#### INSTRUCTION
Can you revise every entry below so that "field log" becomes "site report", with nothing else changed and the pictures left out?

-- Start --

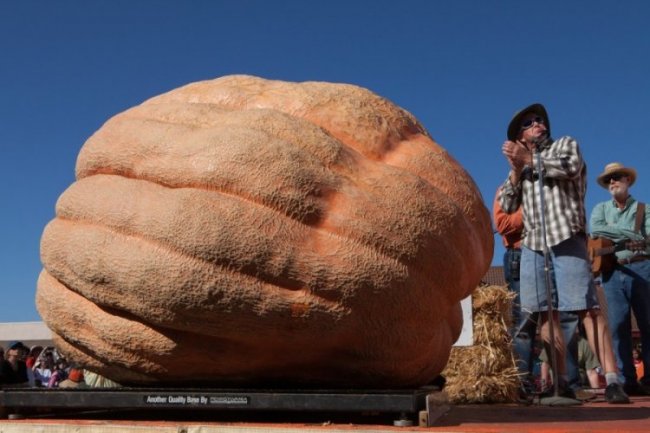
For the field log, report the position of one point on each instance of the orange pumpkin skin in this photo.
(242, 231)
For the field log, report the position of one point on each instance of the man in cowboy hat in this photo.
(557, 227)
(627, 286)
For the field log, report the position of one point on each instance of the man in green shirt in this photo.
(627, 286)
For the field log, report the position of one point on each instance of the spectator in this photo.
(75, 379)
(13, 370)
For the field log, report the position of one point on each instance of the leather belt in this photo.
(633, 259)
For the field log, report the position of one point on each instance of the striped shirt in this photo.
(564, 175)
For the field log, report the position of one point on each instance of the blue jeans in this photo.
(628, 287)
(573, 288)
(524, 324)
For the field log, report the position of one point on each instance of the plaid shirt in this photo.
(564, 174)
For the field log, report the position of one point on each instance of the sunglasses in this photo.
(616, 177)
(531, 121)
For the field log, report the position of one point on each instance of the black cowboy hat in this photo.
(515, 123)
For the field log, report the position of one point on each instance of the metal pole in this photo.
(547, 273)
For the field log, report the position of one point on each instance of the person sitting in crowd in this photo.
(75, 379)
(554, 232)
(13, 370)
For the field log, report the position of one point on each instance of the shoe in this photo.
(579, 394)
(636, 389)
(614, 394)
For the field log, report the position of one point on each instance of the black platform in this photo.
(406, 402)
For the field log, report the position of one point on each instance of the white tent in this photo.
(29, 333)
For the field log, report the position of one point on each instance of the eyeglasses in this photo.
(531, 121)
(616, 177)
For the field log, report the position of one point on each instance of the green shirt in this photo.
(608, 221)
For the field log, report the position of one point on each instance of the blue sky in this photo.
(462, 67)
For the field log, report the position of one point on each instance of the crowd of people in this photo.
(540, 212)
(21, 366)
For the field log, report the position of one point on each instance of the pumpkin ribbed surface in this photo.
(246, 231)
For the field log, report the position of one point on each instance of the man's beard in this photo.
(620, 192)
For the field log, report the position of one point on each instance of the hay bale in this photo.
(485, 372)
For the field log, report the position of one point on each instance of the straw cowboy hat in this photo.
(515, 123)
(613, 168)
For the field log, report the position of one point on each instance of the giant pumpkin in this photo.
(247, 232)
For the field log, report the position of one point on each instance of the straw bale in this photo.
(485, 372)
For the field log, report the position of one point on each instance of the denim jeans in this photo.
(628, 287)
(524, 325)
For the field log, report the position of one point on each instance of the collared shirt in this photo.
(509, 226)
(608, 221)
(564, 178)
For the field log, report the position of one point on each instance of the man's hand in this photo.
(636, 246)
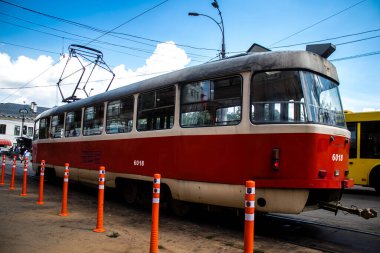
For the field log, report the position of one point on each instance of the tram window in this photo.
(352, 127)
(93, 120)
(120, 116)
(73, 121)
(323, 98)
(56, 126)
(370, 139)
(277, 97)
(42, 131)
(211, 102)
(36, 130)
(156, 109)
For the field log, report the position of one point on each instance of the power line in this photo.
(101, 30)
(353, 41)
(87, 38)
(329, 39)
(31, 48)
(99, 41)
(126, 22)
(43, 72)
(356, 56)
(306, 28)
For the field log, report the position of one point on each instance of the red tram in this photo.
(272, 117)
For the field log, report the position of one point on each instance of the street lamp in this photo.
(220, 24)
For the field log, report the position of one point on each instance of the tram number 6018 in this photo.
(138, 163)
(337, 157)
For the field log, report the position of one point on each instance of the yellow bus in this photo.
(364, 158)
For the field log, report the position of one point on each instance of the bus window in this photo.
(211, 102)
(43, 129)
(323, 98)
(370, 139)
(120, 116)
(277, 97)
(56, 126)
(352, 127)
(36, 130)
(73, 122)
(156, 109)
(93, 120)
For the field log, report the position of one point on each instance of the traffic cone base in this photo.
(99, 230)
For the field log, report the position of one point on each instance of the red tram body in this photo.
(273, 117)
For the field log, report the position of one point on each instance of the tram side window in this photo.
(211, 102)
(42, 128)
(120, 116)
(73, 121)
(36, 130)
(156, 109)
(93, 120)
(352, 127)
(370, 139)
(277, 97)
(57, 126)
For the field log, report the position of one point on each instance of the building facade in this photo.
(11, 121)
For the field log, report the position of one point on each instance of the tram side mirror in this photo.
(324, 50)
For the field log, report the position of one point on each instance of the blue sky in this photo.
(269, 23)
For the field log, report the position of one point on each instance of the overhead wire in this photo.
(356, 56)
(43, 72)
(84, 37)
(102, 30)
(310, 26)
(328, 39)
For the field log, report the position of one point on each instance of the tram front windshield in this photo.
(295, 97)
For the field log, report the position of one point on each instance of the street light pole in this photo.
(220, 25)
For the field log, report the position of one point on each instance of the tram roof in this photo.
(253, 62)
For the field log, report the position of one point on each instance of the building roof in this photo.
(12, 110)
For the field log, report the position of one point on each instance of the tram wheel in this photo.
(180, 208)
(129, 191)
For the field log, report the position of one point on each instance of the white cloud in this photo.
(43, 76)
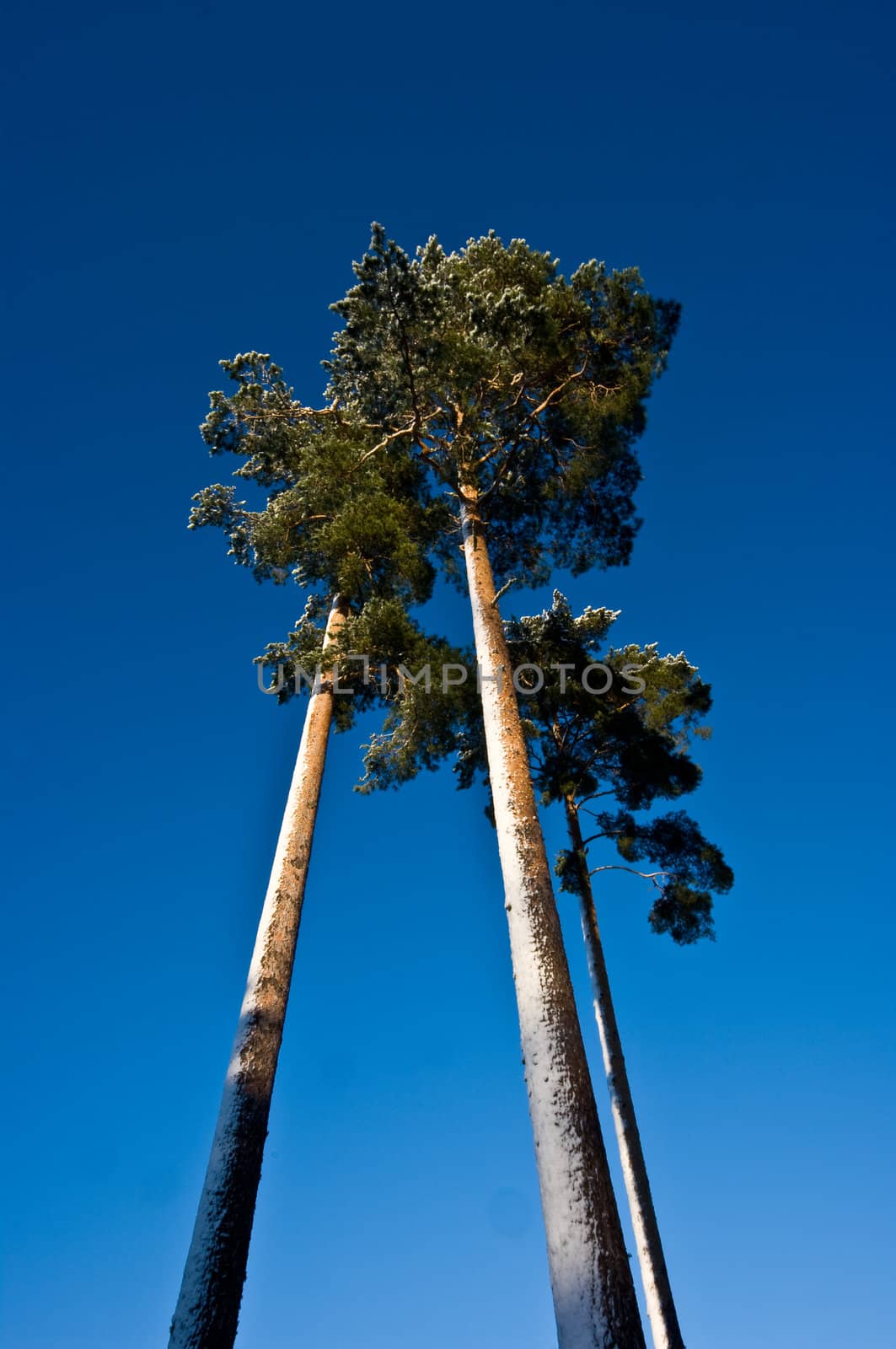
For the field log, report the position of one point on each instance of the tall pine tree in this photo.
(523, 393)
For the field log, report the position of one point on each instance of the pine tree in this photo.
(523, 393)
(351, 529)
(599, 739)
(608, 726)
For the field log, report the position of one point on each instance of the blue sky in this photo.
(195, 181)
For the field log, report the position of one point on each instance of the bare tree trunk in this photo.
(657, 1293)
(208, 1305)
(593, 1292)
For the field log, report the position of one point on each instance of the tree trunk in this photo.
(664, 1322)
(593, 1292)
(208, 1305)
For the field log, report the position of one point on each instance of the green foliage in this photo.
(628, 744)
(505, 377)
(339, 517)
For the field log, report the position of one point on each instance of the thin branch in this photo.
(648, 876)
(503, 590)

-- End --

#### RESULT OF THE TASK
For the site report, report the position of one point on each instance of the orange pumpkin skin in this photo.
(242, 231)
For the site report, report the position of one point on each instance of the man in cowboy hat in this photo.
(557, 227)
(627, 286)
For the site report, report the position of one point on each instance of the man in green shirt in this photo.
(627, 286)
For the site report, report the position of one point on each instance of the spectator in this photo.
(75, 379)
(13, 370)
For the site report, report the position of one point on each instance of the leather belt in this photo.
(633, 259)
For the site report, report the position of one point on each instance of the striped shirt in this photo.
(564, 175)
For the site report, report the position of one point on each instance of the blue jeans in this photo.
(628, 287)
(573, 288)
(524, 324)
For the site report, report the position of one point on each instance of the plaid shirt in this photo.
(564, 174)
For the site report, report the position of one point on each instance of the sunglasses in this photo.
(616, 177)
(531, 121)
For the site report, report the position of one point on each instance of the black cowboy hat in this photo.
(515, 123)
For the site report, report the position of one point on each instance of the metal pole in this photo.
(547, 273)
For the site report, report the position of one point on each instance of the person sitting in crowd in this photo.
(75, 379)
(554, 232)
(13, 370)
For the site report, report the position of one point on each instance of the shoe in this photo.
(579, 394)
(636, 389)
(614, 394)
For the site report, report the position of one point on each instance of the black platform in this photo.
(406, 402)
For the site report, report the position of one point on each instance of the white tent in this photo.
(29, 333)
For the site report, report the position of one point on each instance of the eyeglasses in this photo.
(531, 121)
(616, 177)
For the site report, report the position of one point on each instance of the green shirt in this photo.
(608, 221)
For the site report, report the position of one point on each instance of the blue sky in this photo.
(462, 67)
For the site report, report the position of one point on each instance of the crowd of people in this photo.
(540, 212)
(21, 366)
For the site report, report the position of one point on each instance of the pumpkin ribbed surface in this photo.
(246, 231)
For the site report, report the position of one point on each instance of the man's beard in this photo.
(620, 192)
For the site report, report the position of one point on each instance of the hay bale in this photo.
(485, 372)
For the site report, report the position of one point on each instance of the straw cowboy hat in this photo.
(515, 123)
(613, 168)
For the site report, report the position of one point on each instance of the giant pumpkin in this photo.
(247, 232)
For the site report, report the position of one point on each instance of the straw bale in this photo.
(485, 372)
For the site report, report the position of one point on each instance of the denim jeans in this photo.
(628, 287)
(524, 325)
For the site report, report the position of one point on each instance of the collared shirt in this photo.
(509, 226)
(608, 221)
(564, 178)
For the site report, report the position of one point on each instance of the man's hand in this photo.
(636, 246)
For the site report, report the position of one point on each instance of the tram window in this photo.
(352, 127)
(93, 120)
(120, 116)
(73, 121)
(323, 98)
(56, 126)
(370, 139)
(277, 97)
(42, 131)
(211, 102)
(36, 130)
(156, 109)
For the site report, report the position of one point on each instance of the power line in this photo.
(101, 30)
(353, 41)
(87, 38)
(329, 39)
(31, 48)
(99, 41)
(126, 22)
(43, 72)
(356, 56)
(306, 28)
For the site report, report the position of one point on each instance of the red tram in this photo.
(272, 117)
For the site report, report the position of one point on each instance of the street lamp in this photo.
(220, 24)
For the site report, report the position of one point on each instance of the tram number 6018 in this photo.
(138, 163)
(337, 157)
For the site report, report the position of one point on each instance of the yellow bus in this photo.
(364, 158)
For the site report, report the position of one point on each instance of the bus window in this photo.
(211, 102)
(43, 129)
(323, 98)
(370, 139)
(120, 116)
(277, 97)
(56, 126)
(352, 127)
(36, 130)
(73, 122)
(156, 109)
(93, 120)
For the site report, report the position of one point on each instance of the traffic cone base in this photo.
(99, 230)
For the site report, report the position of one point on each instance of the red tram body in this photo.
(273, 117)
For the site report, report the position of one point on each instance of the tram side window in this photo.
(211, 102)
(42, 128)
(120, 116)
(73, 121)
(36, 130)
(156, 109)
(93, 120)
(352, 127)
(370, 139)
(277, 97)
(57, 126)
For the site report, report the position of one point on each instance of the building facade in this photo.
(11, 121)
For the site report, report the position of one point on each instance of the tram side mirror in this photo.
(324, 50)
For the site report, report the position of one point on each instance of the blue sky in this photo.
(269, 23)
For the site report, report the position of one point on each instance of the overhead wire in this photo.
(356, 56)
(43, 72)
(84, 37)
(102, 30)
(310, 26)
(328, 39)
For the site report, report the position of one point on each instance of the tram front windshield in this photo.
(295, 97)
For the site report, report the position of one point on each instance of the street light pole in this photo.
(220, 25)
For the site report, report the position of one point on each instance of the tram roof in this photo.
(253, 62)
For the site report, report the position of one point on each instance of the building roof in this photo.
(12, 110)
For the site report, report the position of one point on each instance of the tram wheel in this photo.
(180, 208)
(129, 191)
For the site report, report the position of one point on each instance of the white cloud in this photo.
(43, 76)
For the site report, report the position of one point on each instance of the tall pine tree in this photo.
(523, 393)
For the site report, report the position of one point on each instance of the pine tree in this photo.
(523, 393)
(351, 529)
(599, 739)
(608, 726)
For the site report, report the position of one point on each instance of the blue sky in this photo.
(195, 181)
For the site report, report the position of one point on each instance of the bare tree trunk in this photo.
(657, 1293)
(208, 1305)
(593, 1292)
For the site report, report the position of one point on each instance of the tree trunk in this photo.
(664, 1322)
(593, 1292)
(208, 1305)
For the site report, report the position of one point on each instance of the green foliage in this photo.
(628, 744)
(505, 377)
(339, 517)
For the site report, report the position of one point on each instance of the thin branch in this photo.
(648, 876)
(503, 590)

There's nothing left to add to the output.